-------- Data for processing

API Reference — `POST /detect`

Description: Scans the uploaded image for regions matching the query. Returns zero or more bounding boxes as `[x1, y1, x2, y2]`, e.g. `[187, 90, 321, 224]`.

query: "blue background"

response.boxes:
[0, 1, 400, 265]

----------------

Challenge ▸ Reproduce the data above with every instance of "bounding boxes" changed to "bounding rectangles" and nothing else altered.

Worked solution ▸
API Reference — `POST /detect`

Description: Scans the uploaded image for regions matching the query. Returns zero or more bounding rectangles as `[x1, y1, x2, y2]`, e.g. `[187, 90, 321, 224]`.

query: "blue background"

response.boxes:
[0, 1, 400, 265]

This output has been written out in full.